**Required work**
Render the part of the records below that opens with the line containing "fire in fireplace—locate it." and closes with the line containing "[309,222,370,231]" as a Markdown table. Use the columns Row and Line, with one numbered row per line and blank lines skipped.

---------- Excerpted data ----------

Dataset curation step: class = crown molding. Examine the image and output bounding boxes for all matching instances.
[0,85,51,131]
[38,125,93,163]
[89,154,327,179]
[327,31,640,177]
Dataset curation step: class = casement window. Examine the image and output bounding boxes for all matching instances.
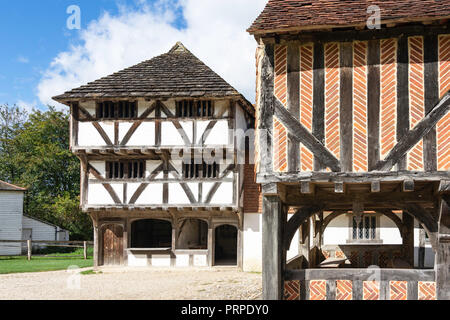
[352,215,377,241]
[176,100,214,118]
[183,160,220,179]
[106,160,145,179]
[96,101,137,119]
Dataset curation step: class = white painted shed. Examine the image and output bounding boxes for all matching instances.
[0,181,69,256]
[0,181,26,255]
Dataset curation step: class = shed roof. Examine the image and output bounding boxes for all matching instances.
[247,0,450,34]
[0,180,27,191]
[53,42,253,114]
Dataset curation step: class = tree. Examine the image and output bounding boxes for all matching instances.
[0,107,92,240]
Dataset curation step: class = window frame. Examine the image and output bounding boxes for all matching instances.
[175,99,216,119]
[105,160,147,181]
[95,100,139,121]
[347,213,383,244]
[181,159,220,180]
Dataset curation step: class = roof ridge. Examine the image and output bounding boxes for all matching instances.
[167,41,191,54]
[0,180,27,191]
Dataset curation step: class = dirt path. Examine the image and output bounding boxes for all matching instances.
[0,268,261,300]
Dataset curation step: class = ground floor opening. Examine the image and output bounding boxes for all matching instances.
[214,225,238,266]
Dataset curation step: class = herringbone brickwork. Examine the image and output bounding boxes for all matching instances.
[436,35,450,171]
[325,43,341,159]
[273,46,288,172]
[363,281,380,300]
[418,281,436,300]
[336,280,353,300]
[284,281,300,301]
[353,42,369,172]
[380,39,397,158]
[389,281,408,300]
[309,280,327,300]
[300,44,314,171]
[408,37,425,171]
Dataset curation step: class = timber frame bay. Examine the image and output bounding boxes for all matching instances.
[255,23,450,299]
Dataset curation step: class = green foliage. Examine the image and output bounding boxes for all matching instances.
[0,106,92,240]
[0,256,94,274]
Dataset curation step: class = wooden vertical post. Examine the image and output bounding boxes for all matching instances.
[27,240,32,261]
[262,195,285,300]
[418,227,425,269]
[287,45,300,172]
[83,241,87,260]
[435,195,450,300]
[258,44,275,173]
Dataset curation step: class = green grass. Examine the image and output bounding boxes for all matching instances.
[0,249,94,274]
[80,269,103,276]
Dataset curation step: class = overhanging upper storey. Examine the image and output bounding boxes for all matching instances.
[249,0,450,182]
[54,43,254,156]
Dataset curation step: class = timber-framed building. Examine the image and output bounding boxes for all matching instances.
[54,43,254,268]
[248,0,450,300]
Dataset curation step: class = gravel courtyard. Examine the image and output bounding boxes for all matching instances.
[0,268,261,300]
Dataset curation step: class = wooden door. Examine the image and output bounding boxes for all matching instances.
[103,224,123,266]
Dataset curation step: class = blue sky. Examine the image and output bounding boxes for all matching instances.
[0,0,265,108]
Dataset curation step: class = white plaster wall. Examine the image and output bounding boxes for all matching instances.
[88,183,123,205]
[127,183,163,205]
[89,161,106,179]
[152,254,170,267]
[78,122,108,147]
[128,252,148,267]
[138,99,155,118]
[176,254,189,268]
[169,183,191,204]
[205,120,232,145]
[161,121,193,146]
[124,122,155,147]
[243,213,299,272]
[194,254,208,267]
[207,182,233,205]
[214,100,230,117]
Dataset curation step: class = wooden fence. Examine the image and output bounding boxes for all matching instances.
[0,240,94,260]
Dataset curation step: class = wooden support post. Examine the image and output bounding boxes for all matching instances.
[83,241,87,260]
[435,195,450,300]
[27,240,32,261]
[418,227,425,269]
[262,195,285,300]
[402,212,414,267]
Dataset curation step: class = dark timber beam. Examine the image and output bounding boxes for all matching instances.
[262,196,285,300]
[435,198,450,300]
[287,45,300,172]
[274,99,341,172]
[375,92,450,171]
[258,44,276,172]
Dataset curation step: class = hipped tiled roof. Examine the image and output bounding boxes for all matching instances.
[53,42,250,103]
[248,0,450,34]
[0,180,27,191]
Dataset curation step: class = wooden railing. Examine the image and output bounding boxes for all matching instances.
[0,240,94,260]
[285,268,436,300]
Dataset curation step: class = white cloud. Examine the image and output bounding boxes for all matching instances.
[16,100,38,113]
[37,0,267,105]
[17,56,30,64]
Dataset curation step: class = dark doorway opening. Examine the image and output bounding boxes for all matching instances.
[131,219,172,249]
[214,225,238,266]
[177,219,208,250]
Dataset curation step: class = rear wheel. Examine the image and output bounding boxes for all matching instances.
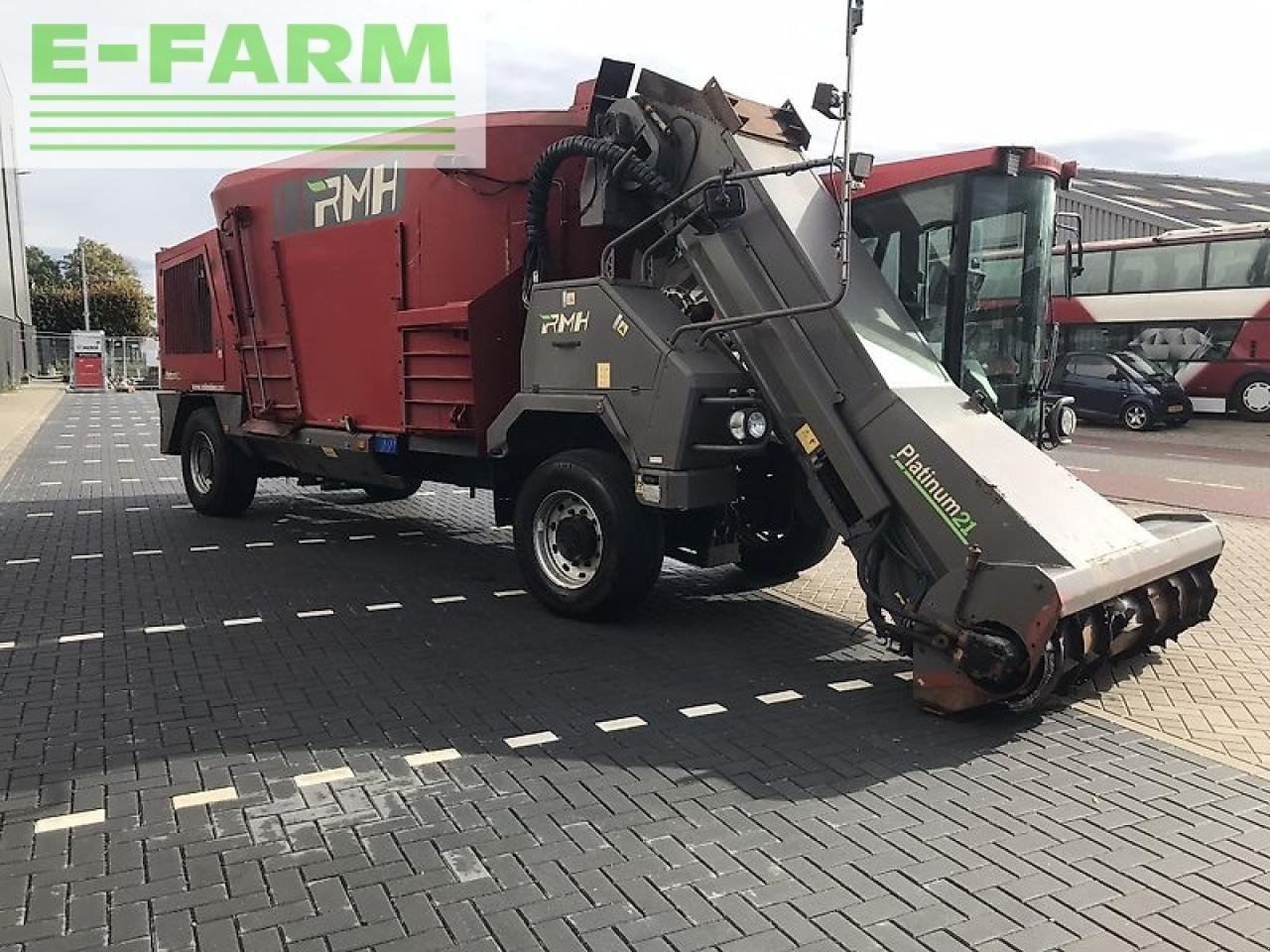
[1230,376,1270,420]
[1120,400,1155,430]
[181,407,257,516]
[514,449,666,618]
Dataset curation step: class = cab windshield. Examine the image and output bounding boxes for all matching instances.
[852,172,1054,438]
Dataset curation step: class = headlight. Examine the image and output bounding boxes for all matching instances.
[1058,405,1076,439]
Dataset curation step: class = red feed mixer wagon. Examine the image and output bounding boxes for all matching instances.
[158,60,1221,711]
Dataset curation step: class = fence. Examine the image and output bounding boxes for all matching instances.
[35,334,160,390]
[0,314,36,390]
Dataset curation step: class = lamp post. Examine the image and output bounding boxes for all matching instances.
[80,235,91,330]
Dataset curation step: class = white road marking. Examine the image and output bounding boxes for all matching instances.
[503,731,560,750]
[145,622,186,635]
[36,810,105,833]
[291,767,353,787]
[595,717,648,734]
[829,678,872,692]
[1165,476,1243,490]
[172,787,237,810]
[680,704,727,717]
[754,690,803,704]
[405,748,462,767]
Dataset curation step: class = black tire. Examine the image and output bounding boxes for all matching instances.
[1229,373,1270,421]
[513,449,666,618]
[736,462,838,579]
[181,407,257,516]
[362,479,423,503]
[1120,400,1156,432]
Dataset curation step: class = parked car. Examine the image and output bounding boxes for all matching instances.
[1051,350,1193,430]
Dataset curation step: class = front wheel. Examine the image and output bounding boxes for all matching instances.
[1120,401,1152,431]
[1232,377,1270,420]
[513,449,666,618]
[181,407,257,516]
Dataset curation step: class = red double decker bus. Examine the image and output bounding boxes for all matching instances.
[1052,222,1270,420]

----------
---------- Excerpted data ----------

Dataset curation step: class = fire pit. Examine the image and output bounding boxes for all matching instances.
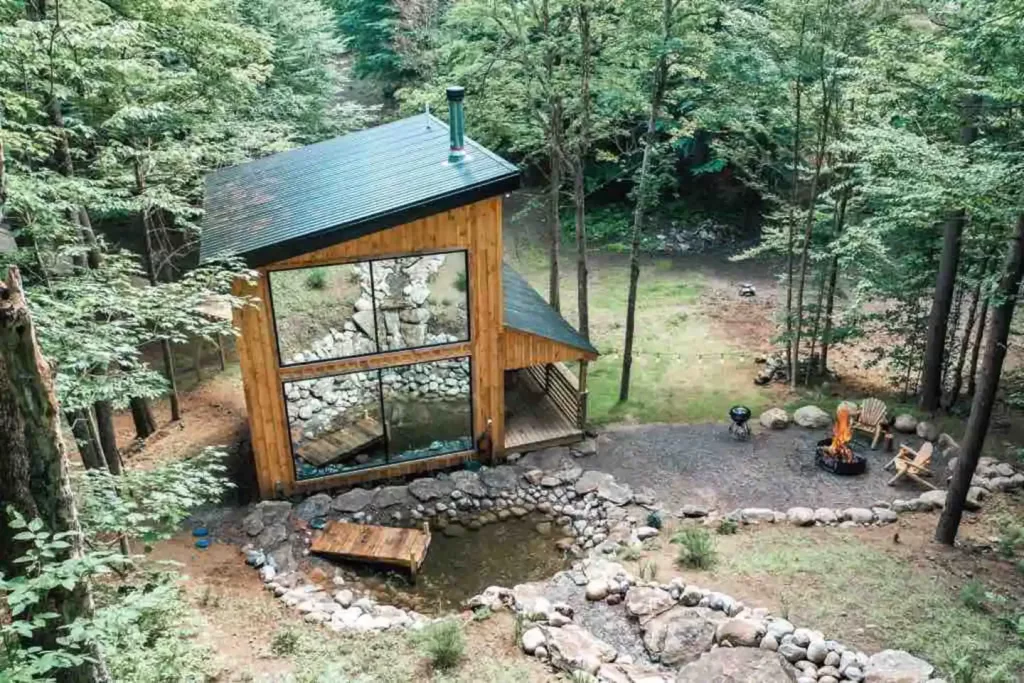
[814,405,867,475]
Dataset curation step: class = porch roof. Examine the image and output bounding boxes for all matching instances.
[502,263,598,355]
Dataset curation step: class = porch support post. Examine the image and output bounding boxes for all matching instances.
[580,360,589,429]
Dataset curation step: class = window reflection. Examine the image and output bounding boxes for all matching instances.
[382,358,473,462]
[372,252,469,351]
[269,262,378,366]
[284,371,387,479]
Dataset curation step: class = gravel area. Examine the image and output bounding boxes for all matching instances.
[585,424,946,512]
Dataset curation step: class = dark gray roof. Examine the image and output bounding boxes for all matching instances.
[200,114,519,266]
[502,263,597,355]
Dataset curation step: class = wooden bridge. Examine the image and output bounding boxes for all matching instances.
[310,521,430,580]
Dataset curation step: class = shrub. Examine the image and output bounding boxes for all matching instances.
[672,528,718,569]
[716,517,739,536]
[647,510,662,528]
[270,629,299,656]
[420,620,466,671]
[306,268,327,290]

----------
---------- Excerpted data ----------

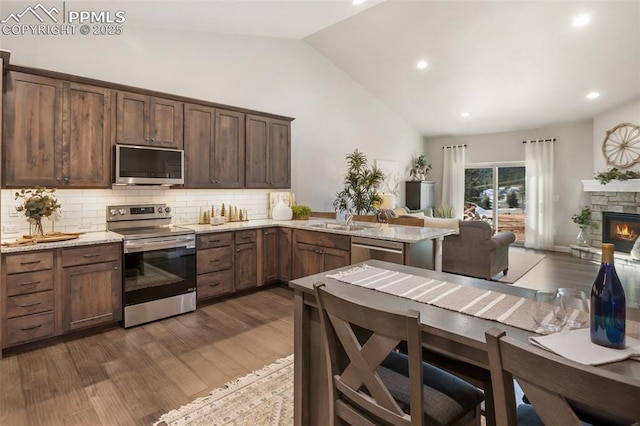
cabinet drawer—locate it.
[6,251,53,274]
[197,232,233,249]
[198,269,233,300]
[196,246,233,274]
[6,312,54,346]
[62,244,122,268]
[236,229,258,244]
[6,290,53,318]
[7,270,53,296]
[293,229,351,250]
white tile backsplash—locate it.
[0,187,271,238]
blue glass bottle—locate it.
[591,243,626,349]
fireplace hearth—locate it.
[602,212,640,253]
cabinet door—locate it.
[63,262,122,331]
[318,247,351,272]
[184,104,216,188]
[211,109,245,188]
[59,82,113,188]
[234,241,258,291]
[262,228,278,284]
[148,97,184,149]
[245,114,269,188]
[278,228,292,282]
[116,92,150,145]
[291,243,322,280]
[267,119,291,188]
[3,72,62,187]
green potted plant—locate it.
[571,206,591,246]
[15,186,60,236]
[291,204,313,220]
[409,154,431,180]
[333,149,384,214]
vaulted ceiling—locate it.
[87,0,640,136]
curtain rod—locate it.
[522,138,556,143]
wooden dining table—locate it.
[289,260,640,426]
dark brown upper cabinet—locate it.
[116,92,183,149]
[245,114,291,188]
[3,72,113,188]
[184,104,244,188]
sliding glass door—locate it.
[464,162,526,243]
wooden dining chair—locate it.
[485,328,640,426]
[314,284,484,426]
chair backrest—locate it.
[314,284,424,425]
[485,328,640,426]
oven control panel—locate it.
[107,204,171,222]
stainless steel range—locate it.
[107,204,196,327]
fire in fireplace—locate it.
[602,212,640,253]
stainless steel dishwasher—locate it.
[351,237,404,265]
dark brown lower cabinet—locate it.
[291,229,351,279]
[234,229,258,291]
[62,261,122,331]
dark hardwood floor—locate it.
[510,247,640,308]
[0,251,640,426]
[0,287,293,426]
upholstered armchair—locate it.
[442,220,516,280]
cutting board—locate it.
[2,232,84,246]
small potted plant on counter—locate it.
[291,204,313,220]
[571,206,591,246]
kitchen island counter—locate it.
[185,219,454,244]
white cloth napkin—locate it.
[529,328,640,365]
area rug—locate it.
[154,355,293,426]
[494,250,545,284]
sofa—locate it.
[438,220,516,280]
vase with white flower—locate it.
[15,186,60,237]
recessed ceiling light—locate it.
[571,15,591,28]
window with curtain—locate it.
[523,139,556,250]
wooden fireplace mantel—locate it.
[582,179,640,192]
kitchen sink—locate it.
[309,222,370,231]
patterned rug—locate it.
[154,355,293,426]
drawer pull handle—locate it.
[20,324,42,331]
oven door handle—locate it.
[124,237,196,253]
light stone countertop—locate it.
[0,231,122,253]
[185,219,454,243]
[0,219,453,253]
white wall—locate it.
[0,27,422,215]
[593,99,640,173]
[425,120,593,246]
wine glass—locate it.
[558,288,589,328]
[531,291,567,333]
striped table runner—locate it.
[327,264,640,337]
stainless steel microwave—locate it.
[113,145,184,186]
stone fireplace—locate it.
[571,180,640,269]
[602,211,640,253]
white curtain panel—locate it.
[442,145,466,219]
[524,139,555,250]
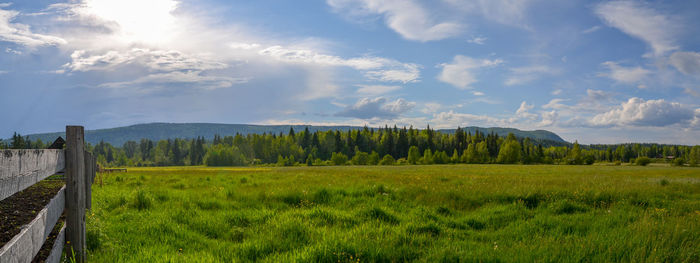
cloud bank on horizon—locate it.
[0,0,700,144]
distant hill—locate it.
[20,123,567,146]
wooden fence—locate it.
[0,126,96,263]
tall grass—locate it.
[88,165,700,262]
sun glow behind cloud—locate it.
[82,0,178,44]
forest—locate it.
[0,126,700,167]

----------

**Finished answer**
| Row | Line |
|---|---|
| 1 | fire in fireplace—locate it. |
| 2 | [602,212,640,253] |
| 3 | stainless steel dishwasher—locate it. |
| 4 | [351,237,404,265] |
| 5 | dark brown lower cabinet—locate it. |
| 6 | [291,229,351,279] |
| 7 | [234,229,258,291] |
| 8 | [62,261,122,331] |
| 9 | dark hardwood floor—locate it. |
| 10 | [510,247,640,308] |
| 11 | [0,251,640,426] |
| 12 | [0,287,293,426] |
| 13 | upholstered armchair—locate it. |
| 14 | [442,220,516,280] |
| 15 | cutting board—locate it. |
| 16 | [2,232,84,246] |
| 17 | small potted plant on counter—locate it. |
| 18 | [291,204,313,220] |
| 19 | [571,206,591,246] |
| 20 | kitchen island counter—locate it. |
| 21 | [185,219,454,244] |
| 22 | white cloth napkin—locate it. |
| 23 | [529,328,640,365] |
| 24 | area rug—locate it. |
| 25 | [154,355,293,426] |
| 26 | [494,250,545,284] |
| 27 | sofa—locate it. |
| 28 | [438,220,516,280] |
| 29 | vase with white flower—locate it. |
| 30 | [15,186,60,237] |
| 31 | recessed ceiling light—locate it. |
| 32 | [571,15,591,28] |
| 33 | window with curtain—locate it. |
| 34 | [523,139,556,250] |
| 35 | wooden fireplace mantel—locate it. |
| 36 | [582,179,640,192] |
| 37 | kitchen sink—locate it. |
| 38 | [309,222,370,231] |